#### PÁGINA:
A DELEGAÇÃO BRASILEIRA chegou
rachada à 23ª Conferência do Clima da ONU (COP23), que começou nesta segunda
(6). No centro do cabo de guerra estabelecido entre os dois grupos de
porta-vozes brasileiros está a Amazônia e o posicionamento histórico do Brasil de
deixar suas florestas fora do mercado de carbono — espécie de “bolsa de valores
verde” que possibilita que empresas poluidoras paguem por ações de compensação
aos estragos feitos ao planeta.
De um lado, políticos dos
estados amazônicos, grandes empresas e representantes de países nórdicos querem
que os “serviços ambientais” prestados pelas florestas sejam precificados. Do
outro, ativistas sociais e o corpo técnico dos ministérios do Meio Ambiente e
de Relações Exteriores afirmam que a prática não é eficaz no combate ao
aquecimento global e vulnerabiliza o controle da terra.
O mundo inteiro pelo clima?
A conferência é uma reunião
internacional anual organizada pela ONU que busca desenhar medidas que
controlem minimamente os avanços do aquecimento global. A edição deste ano
começou com um clima de derrota. É o primeiro encontro desde que o presidente
dos Estados Unidos, Donald Trump, decidiu retirar o país do Acordo de Paris.
Firmado em 2015 e amplamente
celebrado à época por ter conseguido o compromisso inédito de reduzir emissões
de gases em todos os 195 países envolvidos, o tratado internacional é flexível.
Cada país participante determina seus próprios objetivos e estratégias para
alcançá-los. O documento de Contribuição Nacionalmente Determinada (iNDC, na
sigla em inglês) do Brasil, por exemplo, promete reduzir, até 2025, as emissões
de gases de efeito estufa em 37% em relação aos níveis de 2005.
A meta do conjunto é permitir
que a temperatura do planeta respeite o limite máximo de 2ºC de aquecimento até
2100.
A meta do conjunto é permitir
que a temperatura do planeta respeite o limite máximo de 2ºC de aquecimento até
2100. Há especialistas que pressionam por 1,5ºC, mas as estimativas atuais são
de que, se o ritmo atual for mantido, o aumento será até maior que a meta: 3ºC
pelo menos.
O relatório de abertura do
evento alertou para o cenário negativo do futuro e para os sinais do presente:
vivemos um momento recorde em desastres naturais, combinado ao aumento do nível
do mar e da concentração de carbono, principal substância entre as que provocam
o efeito estufa, na atmosfera. Ao anunciar os novos dados, o secretário-geral
da Organização Meteorológica Mundial Petteri Taalas afirmou ser “urgente” aos
países “elevar o nível de ambição se queremos cumprir seriamente os objetivos
do Acordo de Paris“.

#### TAREFAS:
1 – Reescreva o trecho da matéria sobre a COP23 que vai de "Firmado em 2015" até "níveis de 2005.", trocando "tratado internacional" por "pacto internacional".
2 – Segundo a matéria sobre a COP23, em quanto o Brasil promete reduzir suas emissões de gases de efeito estufa até 2025?
3 – Prolongue a matéria sobre a COP23 a partir do ponto em que ela termina.
Os dados não têm nenhum papel aqui.

#### DADOS FORNECIDOS:
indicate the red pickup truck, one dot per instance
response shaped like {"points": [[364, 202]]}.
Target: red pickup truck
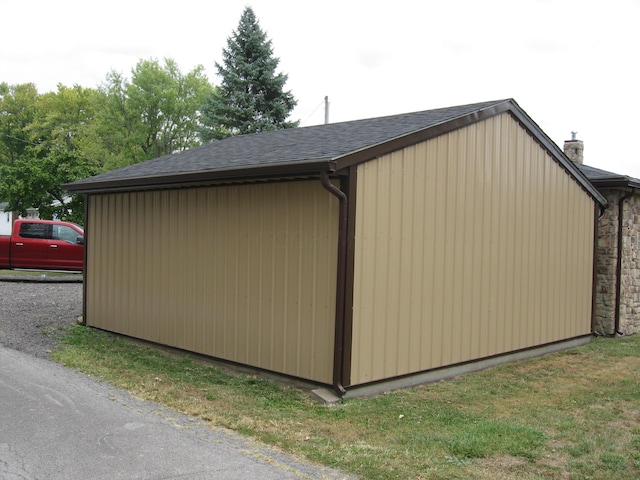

#### RESPOSTAS:
1 –
Firmado em 2015 e amplamente
celebrado à época por ter conseguido o compromisso inédito de reduzir emissões
de gases em todos os 195 países envolvidos, o pacto internacional é flexível.
Cada país participante determina seus próprios objetivos e estratégias para
alcançá-los. O documento de Contribuição Nacionalmente Determinada (iNDC, na
sigla em inglês) do Brasil, por exemplo, promete reduzir, até 2025, as emissões
de gases de efeito estufa em 37% em relação aos níveis de 2005.

2 – Em 37% em relação aos níveis de 2005.

3 –
23ª Conferência do Clima
acontece em Bonn, na Alemanha.
Dois lados da “moeda verde”
O mercado de carbono surgiu
com o Protocolo de Quioto, que foi criado em 1997 mas que só entrou em vigor em
2005, após mais da metade dos países signatários ratificar o acordo.
A regra é a seguinte: cada
tonelada de gás carbônico não emitida ou retirada da atmosfera por um país em
desenvolvimento pode ser negociada como “crédito” junto a países que poluem
mais. Essa troca é chamada de “offset”. As florestas são reconhecidos
“sumidouros” de carbono, por conta da absorção pelas árvores. Por isso, o
cálculo é de que, se o Brasil entrar nesse mercado, as florestas nacionais
podem render US$ 70 bilhões ao país em dez anos.
No entanto, a legislação
brasileira proíbe o “offset florestal”, ou seja, o uso da flora brasileira para
compensar danos ao meio ambiente causados por outros países ou por empresas.
Os ambientalistas brasileiros
se dividem sobre essa posição. Parte deles acredita que este dinheiro pode ser
bem utilizado. Outra parte acredita que a financeirização das matas não resolve
a questão climática global, afinal de contas, os gases nocivos continuam sendo
emitidos. Uma carta entregue aos ministérios do Meio Ambiente e de Relações
Exteriores, assinada por cerca de 50 entidades, explica por que o offset
florestal não pode ser considerado uma compensação:
“Apresentam uma falsa
equivalência entre o carbono proveniente dos combustíveis fósseis, que está
acumulado debaixo da terra, e aquele que é acumulado pelas florestas. A
capacidade que árvores e ecossistemas têm de remover e fixar carbono da
atmosfera é muito mais lenta que o ritmo de emissões quando se queimam
combustíveis fósseis”.
O Brasil como peça
fundamental no xadrez das florestas
Dentro da conferência do
clima, o principal assunto a ser debatido são as fontes de energia. Nesse
aspecto, o Brasil costuma ser um negociador secundário, porque a energia
proveniente das hidrelétricas é considerada renovável, apesar de causar
inúmeros danos ao meio ambiente e a comunidades tradicionais que moram nas
regiões das usinas.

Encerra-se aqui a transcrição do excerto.